▶ [Phrase grounding data]:
━━━
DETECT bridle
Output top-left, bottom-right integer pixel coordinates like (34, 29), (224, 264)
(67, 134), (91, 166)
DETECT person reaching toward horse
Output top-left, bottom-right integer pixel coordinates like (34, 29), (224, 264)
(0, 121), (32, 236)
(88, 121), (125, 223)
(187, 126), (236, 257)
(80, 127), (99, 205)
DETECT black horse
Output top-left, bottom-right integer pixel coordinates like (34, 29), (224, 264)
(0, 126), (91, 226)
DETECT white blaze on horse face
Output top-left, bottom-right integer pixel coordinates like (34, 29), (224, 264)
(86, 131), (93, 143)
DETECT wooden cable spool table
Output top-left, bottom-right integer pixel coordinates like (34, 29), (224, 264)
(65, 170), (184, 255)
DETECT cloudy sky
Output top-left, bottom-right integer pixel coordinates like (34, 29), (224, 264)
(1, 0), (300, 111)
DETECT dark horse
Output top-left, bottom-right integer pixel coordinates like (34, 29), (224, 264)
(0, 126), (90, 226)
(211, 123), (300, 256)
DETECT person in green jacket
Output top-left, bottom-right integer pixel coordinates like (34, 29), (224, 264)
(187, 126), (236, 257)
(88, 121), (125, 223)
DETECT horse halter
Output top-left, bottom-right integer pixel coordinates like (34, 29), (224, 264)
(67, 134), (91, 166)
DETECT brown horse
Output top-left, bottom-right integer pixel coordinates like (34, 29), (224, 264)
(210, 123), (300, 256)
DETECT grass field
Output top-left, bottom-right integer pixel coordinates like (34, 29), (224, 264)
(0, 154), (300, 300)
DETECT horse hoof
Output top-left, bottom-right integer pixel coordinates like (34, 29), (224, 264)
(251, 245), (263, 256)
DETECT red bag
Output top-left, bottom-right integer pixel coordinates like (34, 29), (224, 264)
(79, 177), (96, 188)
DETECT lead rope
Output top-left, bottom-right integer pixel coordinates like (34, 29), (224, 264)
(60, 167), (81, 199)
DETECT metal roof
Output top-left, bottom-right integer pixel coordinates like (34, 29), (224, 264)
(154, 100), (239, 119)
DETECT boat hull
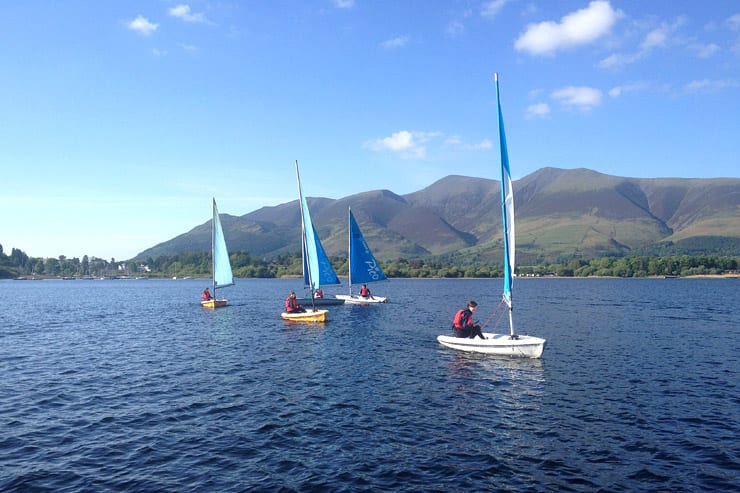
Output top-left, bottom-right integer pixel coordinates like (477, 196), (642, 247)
(201, 299), (228, 309)
(437, 332), (545, 358)
(335, 294), (387, 304)
(281, 309), (329, 322)
(296, 297), (345, 306)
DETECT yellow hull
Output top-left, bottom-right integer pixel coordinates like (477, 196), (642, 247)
(201, 299), (228, 309)
(281, 309), (328, 322)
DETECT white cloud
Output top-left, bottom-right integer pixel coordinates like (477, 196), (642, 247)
(168, 4), (207, 23)
(128, 15), (158, 36)
(471, 139), (493, 150)
(334, 0), (354, 9)
(641, 27), (668, 50)
(364, 131), (447, 159)
(481, 0), (508, 19)
(608, 82), (647, 97)
(551, 86), (602, 110)
(526, 103), (550, 118)
(727, 14), (740, 31)
(364, 131), (423, 158)
(514, 0), (622, 56)
(381, 35), (410, 49)
(445, 136), (493, 150)
(179, 43), (198, 53)
(691, 42), (720, 58)
(446, 20), (465, 37)
(684, 79), (739, 93)
(598, 52), (640, 69)
(600, 17), (686, 69)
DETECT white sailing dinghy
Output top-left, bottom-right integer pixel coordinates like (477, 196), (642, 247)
(437, 73), (546, 358)
(335, 207), (388, 304)
(281, 160), (331, 322)
(201, 198), (234, 308)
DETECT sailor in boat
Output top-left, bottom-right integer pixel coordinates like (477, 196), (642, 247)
(201, 287), (213, 301)
(285, 291), (306, 313)
(359, 284), (372, 299)
(452, 301), (486, 340)
(315, 288), (324, 299)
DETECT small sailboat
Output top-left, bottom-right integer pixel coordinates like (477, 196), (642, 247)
(335, 207), (388, 304)
(201, 198), (234, 308)
(437, 73), (546, 358)
(294, 220), (345, 307)
(281, 161), (333, 322)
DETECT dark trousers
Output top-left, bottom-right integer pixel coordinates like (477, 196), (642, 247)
(453, 326), (484, 339)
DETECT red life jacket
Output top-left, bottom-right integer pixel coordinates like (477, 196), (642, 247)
(360, 287), (370, 296)
(453, 309), (468, 329)
(285, 297), (296, 312)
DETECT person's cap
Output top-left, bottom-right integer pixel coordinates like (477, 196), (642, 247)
(468, 300), (478, 307)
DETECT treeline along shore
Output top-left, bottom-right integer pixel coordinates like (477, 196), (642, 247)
(2, 245), (738, 280)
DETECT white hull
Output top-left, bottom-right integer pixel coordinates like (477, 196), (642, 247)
(437, 332), (545, 358)
(335, 294), (387, 304)
(296, 297), (345, 306)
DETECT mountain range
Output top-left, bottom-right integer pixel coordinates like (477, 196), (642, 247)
(134, 167), (740, 263)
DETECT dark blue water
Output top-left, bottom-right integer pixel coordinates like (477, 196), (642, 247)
(1, 278), (738, 492)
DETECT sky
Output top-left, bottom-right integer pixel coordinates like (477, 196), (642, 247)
(1, 0), (738, 261)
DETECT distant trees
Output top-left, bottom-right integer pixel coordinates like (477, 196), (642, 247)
(0, 241), (737, 280)
(516, 255), (738, 278)
(0, 246), (138, 278)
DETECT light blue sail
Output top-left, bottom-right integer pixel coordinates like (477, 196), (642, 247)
(295, 161), (340, 292)
(211, 198), (234, 290)
(347, 208), (386, 294)
(302, 223), (341, 289)
(495, 73), (515, 311)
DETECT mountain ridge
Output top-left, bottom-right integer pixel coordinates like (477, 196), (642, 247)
(133, 167), (740, 262)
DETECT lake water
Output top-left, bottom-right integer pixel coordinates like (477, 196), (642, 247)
(1, 277), (738, 492)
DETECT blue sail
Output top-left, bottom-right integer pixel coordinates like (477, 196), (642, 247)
(303, 223), (340, 289)
(212, 198), (234, 290)
(348, 208), (386, 290)
(495, 73), (515, 309)
(296, 162), (340, 291)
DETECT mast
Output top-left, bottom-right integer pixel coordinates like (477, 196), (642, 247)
(294, 160), (317, 311)
(495, 72), (516, 338)
(211, 197), (217, 297)
(347, 207), (353, 296)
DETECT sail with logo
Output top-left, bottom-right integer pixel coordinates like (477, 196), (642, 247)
(335, 207), (388, 304)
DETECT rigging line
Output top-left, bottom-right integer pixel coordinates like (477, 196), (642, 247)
(480, 299), (507, 330)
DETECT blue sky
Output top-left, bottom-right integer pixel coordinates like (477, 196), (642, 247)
(2, 0), (738, 261)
━━━
▶ [WHAT IS BEING ASKED]: Repeat the data above in full and exactly. Omit every image.

▶ [RESULT FOR THIS EXERCISE]:
DETECT bridle
Output top-left, bottom-right integer pixel coordinates like (34, 29), (224, 264)
(67, 134), (91, 166)
DETECT person reaching toward horse
Output top-left, bottom-right integer pixel coordinates like (34, 29), (224, 264)
(0, 121), (32, 236)
(88, 121), (125, 223)
(187, 126), (236, 257)
(80, 127), (99, 205)
DETECT black horse
Output top-left, bottom-right integer pixel coordinates like (34, 29), (224, 264)
(0, 126), (91, 226)
DETECT white blaze on horse face
Output top-left, bottom-right integer pixel coordinates like (34, 29), (224, 264)
(86, 131), (93, 143)
DETECT wooden cable spool table
Output top-left, bottom-right integer pixel coordinates like (34, 29), (224, 264)
(65, 170), (184, 255)
DETECT cloudy sky
Output top-left, bottom-right integer pixel coordinates like (34, 29), (224, 264)
(1, 0), (300, 111)
DETECT dark horse
Output top-left, bottom-right integer pixel coordinates like (34, 29), (224, 264)
(0, 126), (90, 226)
(211, 123), (300, 256)
DETECT person in green jacket
Output top-left, bottom-right integer pixel coordinates like (34, 29), (224, 264)
(187, 126), (236, 257)
(88, 121), (125, 223)
DETECT horse halter
Output top-left, bottom-right integer pixel coordinates like (34, 29), (224, 264)
(67, 134), (91, 166)
DETECT brown horse
Output top-left, bottom-right integer pixel coordinates like (34, 29), (224, 264)
(210, 123), (300, 256)
DETECT grass field
Output top-left, bottom-right integer pixel coordinates like (34, 29), (224, 264)
(0, 154), (300, 300)
DETECT horse hoof
Output top-left, bottom-right integer pixel coordinates like (34, 29), (224, 264)
(251, 245), (263, 256)
DETECT red bag
Output top-left, bottom-right integer pixel coordinates like (34, 29), (224, 264)
(79, 177), (96, 188)
DETECT lead rope
Output top-left, bottom-right integer pixel coordinates like (34, 29), (224, 264)
(60, 167), (81, 199)
DETECT metal roof
Output top-left, bottom-right integer pixel coordinates like (34, 29), (224, 264)
(154, 100), (239, 119)
DETECT boat hull
Output top-left, bottom-right integer pixel coordinates like (477, 196), (642, 247)
(201, 299), (228, 309)
(437, 332), (545, 358)
(335, 294), (387, 304)
(281, 309), (329, 322)
(296, 297), (345, 306)
DETECT yellow hull
Output top-left, bottom-right integer pixel coordinates like (477, 196), (642, 247)
(201, 299), (228, 309)
(281, 309), (328, 322)
DETECT white cloud
Output top-left, bottom-right integer pixel coordinates like (477, 196), (642, 247)
(168, 4), (207, 23)
(128, 15), (158, 36)
(471, 139), (493, 150)
(334, 0), (354, 9)
(641, 27), (668, 50)
(364, 131), (447, 159)
(481, 0), (508, 19)
(608, 82), (647, 97)
(551, 86), (602, 110)
(526, 103), (550, 118)
(727, 14), (740, 31)
(364, 131), (423, 158)
(514, 0), (622, 56)
(381, 35), (410, 49)
(445, 136), (493, 150)
(179, 43), (198, 53)
(691, 42), (720, 58)
(446, 20), (465, 37)
(684, 79), (739, 93)
(598, 52), (640, 69)
(600, 17), (686, 69)
DETECT white sailing dinghy
Output top-left, bottom-right integer pixel coordinates like (477, 196), (642, 247)
(437, 73), (546, 358)
(335, 207), (388, 304)
(281, 160), (331, 322)
(201, 198), (234, 308)
DETECT sailor in boat
Output top-left, bottom-right integer pixel coordinates like (477, 196), (642, 247)
(201, 287), (213, 301)
(285, 291), (306, 313)
(359, 284), (372, 299)
(452, 301), (486, 340)
(315, 288), (324, 299)
DETECT small sailboat
Output top-left, bottom-right integer pixel coordinates like (477, 196), (642, 247)
(335, 207), (388, 304)
(201, 198), (234, 308)
(437, 73), (546, 358)
(294, 220), (345, 307)
(281, 161), (333, 322)
DETECT dark trousers
Output top-left, bottom-right integer pixel coordinates like (477, 196), (642, 247)
(453, 326), (484, 339)
DETECT red life jacket
Output top-left, bottom-right integer pixel coordinates like (477, 196), (642, 247)
(360, 287), (370, 296)
(453, 309), (468, 329)
(285, 297), (296, 312)
DETECT person's cap
Output top-left, bottom-right integer pixel coordinates like (477, 196), (642, 247)
(468, 300), (478, 307)
DETECT treeline along shore
Output top-left, bottom-right integer pixel coordinates like (477, 196), (642, 247)
(2, 245), (738, 280)
DETECT white hull
Output top-left, bottom-right integer pixel coordinates like (477, 196), (642, 247)
(437, 332), (545, 358)
(335, 294), (387, 304)
(296, 297), (345, 306)
DETECT mountain range
Output top-left, bottom-right integer pixel coordinates like (477, 196), (642, 247)
(134, 167), (740, 263)
DETECT dark blue water
Output top-left, bottom-right integer pixel coordinates like (477, 196), (642, 247)
(1, 278), (738, 492)
DETECT sky
Output top-left, bottom-right integer pixel coordinates like (477, 196), (642, 247)
(1, 0), (738, 261)
DETECT distant trees
Output top-left, bottom-right integer pixel coordinates like (477, 196), (642, 247)
(0, 241), (737, 280)
(516, 255), (738, 278)
(0, 246), (138, 278)
DETECT light blue sail
Output top-left, bottom-right integer pixel coordinates like (477, 196), (642, 247)
(295, 161), (340, 292)
(211, 198), (234, 290)
(347, 208), (386, 294)
(302, 223), (341, 289)
(495, 73), (515, 311)
DETECT mountain ridge
Output top-left, bottom-right integer pixel coordinates like (477, 196), (642, 247)
(133, 167), (740, 262)
DETECT lake water
Output top-left, bottom-right integer pixel coordinates like (477, 196), (642, 247)
(1, 277), (738, 492)
DETECT blue sail
Output top-left, bottom-right integer pixel coordinates like (477, 196), (642, 247)
(303, 223), (340, 289)
(212, 198), (234, 290)
(348, 208), (386, 290)
(495, 73), (515, 309)
(296, 162), (340, 291)
DETECT mast
Output top-left, bottom-right integer pixel coordinates like (477, 196), (642, 247)
(294, 160), (317, 311)
(495, 72), (516, 338)
(211, 197), (217, 297)
(347, 207), (353, 296)
DETECT sail with logo
Output top-left, bottom-right integer pixel coordinates like (477, 196), (642, 247)
(335, 207), (388, 304)
DETECT rigging line
Output top-left, bottom-right integer pixel coordinates like (477, 196), (642, 247)
(480, 299), (507, 330)
DETECT blue sky
Output top-left, bottom-right integer pixel coordinates like (477, 196), (642, 247)
(2, 0), (738, 261)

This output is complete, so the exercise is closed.